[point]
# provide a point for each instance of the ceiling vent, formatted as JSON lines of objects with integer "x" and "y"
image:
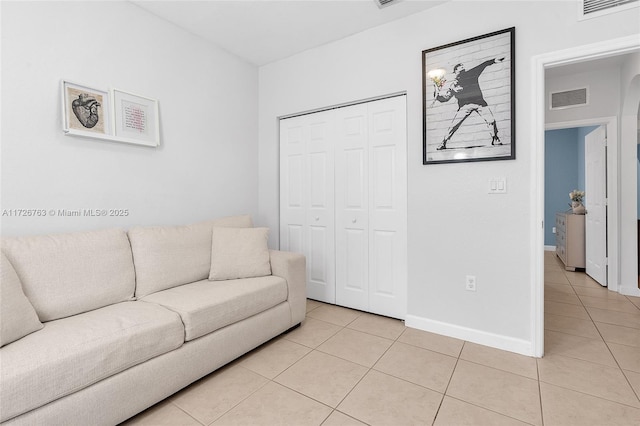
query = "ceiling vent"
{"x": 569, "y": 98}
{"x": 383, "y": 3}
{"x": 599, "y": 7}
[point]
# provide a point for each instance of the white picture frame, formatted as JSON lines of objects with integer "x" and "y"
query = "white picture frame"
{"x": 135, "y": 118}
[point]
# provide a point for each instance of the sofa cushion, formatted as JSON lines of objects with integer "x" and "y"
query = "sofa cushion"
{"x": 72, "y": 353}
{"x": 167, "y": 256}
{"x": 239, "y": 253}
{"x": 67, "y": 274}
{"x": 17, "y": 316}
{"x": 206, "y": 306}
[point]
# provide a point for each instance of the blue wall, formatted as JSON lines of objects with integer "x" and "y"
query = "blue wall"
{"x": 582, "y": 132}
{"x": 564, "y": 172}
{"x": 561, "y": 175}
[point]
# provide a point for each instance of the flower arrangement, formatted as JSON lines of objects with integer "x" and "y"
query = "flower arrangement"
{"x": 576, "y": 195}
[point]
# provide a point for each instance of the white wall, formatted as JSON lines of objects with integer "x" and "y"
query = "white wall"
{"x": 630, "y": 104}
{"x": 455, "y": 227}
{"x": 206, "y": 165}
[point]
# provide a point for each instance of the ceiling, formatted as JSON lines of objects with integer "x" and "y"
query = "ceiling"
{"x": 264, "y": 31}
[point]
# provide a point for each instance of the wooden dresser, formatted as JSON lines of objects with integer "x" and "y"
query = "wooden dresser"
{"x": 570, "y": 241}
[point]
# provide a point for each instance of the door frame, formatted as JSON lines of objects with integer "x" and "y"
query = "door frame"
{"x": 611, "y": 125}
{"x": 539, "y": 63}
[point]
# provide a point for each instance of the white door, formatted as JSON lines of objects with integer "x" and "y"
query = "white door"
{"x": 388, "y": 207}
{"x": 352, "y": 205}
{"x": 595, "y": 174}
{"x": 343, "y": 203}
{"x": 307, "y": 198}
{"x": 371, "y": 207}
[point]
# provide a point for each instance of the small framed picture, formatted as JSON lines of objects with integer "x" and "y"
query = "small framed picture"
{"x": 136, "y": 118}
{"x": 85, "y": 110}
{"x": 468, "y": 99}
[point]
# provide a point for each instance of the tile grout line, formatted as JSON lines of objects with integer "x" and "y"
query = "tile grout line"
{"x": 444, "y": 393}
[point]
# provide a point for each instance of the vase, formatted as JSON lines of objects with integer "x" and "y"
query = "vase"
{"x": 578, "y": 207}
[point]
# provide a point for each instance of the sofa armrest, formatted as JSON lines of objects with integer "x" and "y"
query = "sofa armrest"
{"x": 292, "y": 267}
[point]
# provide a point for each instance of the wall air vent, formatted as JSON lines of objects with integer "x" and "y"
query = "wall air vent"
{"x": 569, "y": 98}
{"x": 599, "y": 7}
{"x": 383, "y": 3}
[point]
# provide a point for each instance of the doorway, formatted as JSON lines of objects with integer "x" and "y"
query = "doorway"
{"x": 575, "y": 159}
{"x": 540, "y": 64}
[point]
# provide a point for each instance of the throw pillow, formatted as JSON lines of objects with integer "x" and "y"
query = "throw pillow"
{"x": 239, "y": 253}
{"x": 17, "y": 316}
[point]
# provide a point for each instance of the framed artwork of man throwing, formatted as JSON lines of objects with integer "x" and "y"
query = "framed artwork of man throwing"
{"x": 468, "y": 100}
####################
Description of the task. Give the records above again verbatim, pictures omitted.

Output of the task.
[point]
# provide a point for each instance of the ceiling vent, formatted as JSON lines of objects with integer "x" and "y"
image:
query = "ceiling vent"
{"x": 569, "y": 98}
{"x": 383, "y": 3}
{"x": 599, "y": 7}
[point]
# provide a point for each instance of the white picture frame, formatted as JSON lines of objects with integer "x" and "y"
query = "white picture frame"
{"x": 135, "y": 118}
[point]
# provide a point for each instance of the sofa cushion, formatted as JSON lines of objects with integer "x" and "y"
query = "sofa cushion"
{"x": 72, "y": 353}
{"x": 167, "y": 256}
{"x": 239, "y": 253}
{"x": 67, "y": 274}
{"x": 17, "y": 316}
{"x": 206, "y": 306}
[point]
# provide a point for each instance of the blue wall, formatted as JSON lines of objects with integer "x" and "y"
query = "blue wall"
{"x": 582, "y": 132}
{"x": 564, "y": 172}
{"x": 561, "y": 175}
[point]
# provide a point for each instance of the flower arrangement, formatted as JSON lines of objects with integer "x" and "y"
query = "flower arrangement"
{"x": 576, "y": 195}
[point]
# provide a point for each instance of the white wall, formatted as JSON lines of objects with integer "x" and "y"
query = "white wall"
{"x": 630, "y": 104}
{"x": 455, "y": 227}
{"x": 206, "y": 165}
[point]
# provide a point for each instance of the ceiling, formatted as JSON lines of objects with integer "x" and "y"
query = "ceiling"
{"x": 264, "y": 31}
[point]
# provide a point for each instance of the wooden dresser, formatted as JSON lines of objects with integer "x" and "y"
query = "wooden dresser"
{"x": 570, "y": 241}
[point]
# provide a point for each instance of the door frame, formatted as JSON lines of objects with integer "x" and "y"
query = "door frame"
{"x": 611, "y": 125}
{"x": 539, "y": 63}
[point]
# provide a point for each instance of the white door, formatted as JSON lines of objects with integer "x" and "y"
query = "white door"
{"x": 388, "y": 207}
{"x": 352, "y": 205}
{"x": 595, "y": 174}
{"x": 343, "y": 203}
{"x": 307, "y": 198}
{"x": 371, "y": 207}
[point]
# provide a point for each instance of the small framed picture, formatted as JSON lines of objects with integer "x" and "y"
query = "small framed picture"
{"x": 136, "y": 118}
{"x": 85, "y": 110}
{"x": 468, "y": 99}
[point]
# provide a point for each instance of the tile grout line, formatted as JSON lines of objects with integer "x" and "y"
query = "tile grout line"
{"x": 444, "y": 393}
[point]
# provide a point for each instance of the vase, formatted as JSON lines of objects with integer "x" and "y"
query = "vase"
{"x": 578, "y": 207}
[point]
# provide a point for each instance of the sofa armrest, formatted as JSON lines of objects with integer "x" and "y"
query = "sofa armrest"
{"x": 292, "y": 267}
[point]
# provide a point for each instance of the wall air vent, formatted as JSON lines of objects with integer "x" and "y"
query = "wall air vent"
{"x": 569, "y": 98}
{"x": 599, "y": 7}
{"x": 383, "y": 3}
[point]
# provide a point for each instance of the doorway, formatted as JSON lines of objects with integer "x" and "y"
query = "doorway"
{"x": 575, "y": 159}
{"x": 540, "y": 64}
[point]
# provide a point for each instance of the throw pillow, formatted as JSON lines of objects with integer "x" and "y"
query = "throw pillow"
{"x": 239, "y": 253}
{"x": 17, "y": 316}
[point]
# provide a point for each instance of the framed artwork of man throwing, formatted as JSON lines of objects with integer "x" and "y"
query = "framed artwork of man throwing"
{"x": 468, "y": 100}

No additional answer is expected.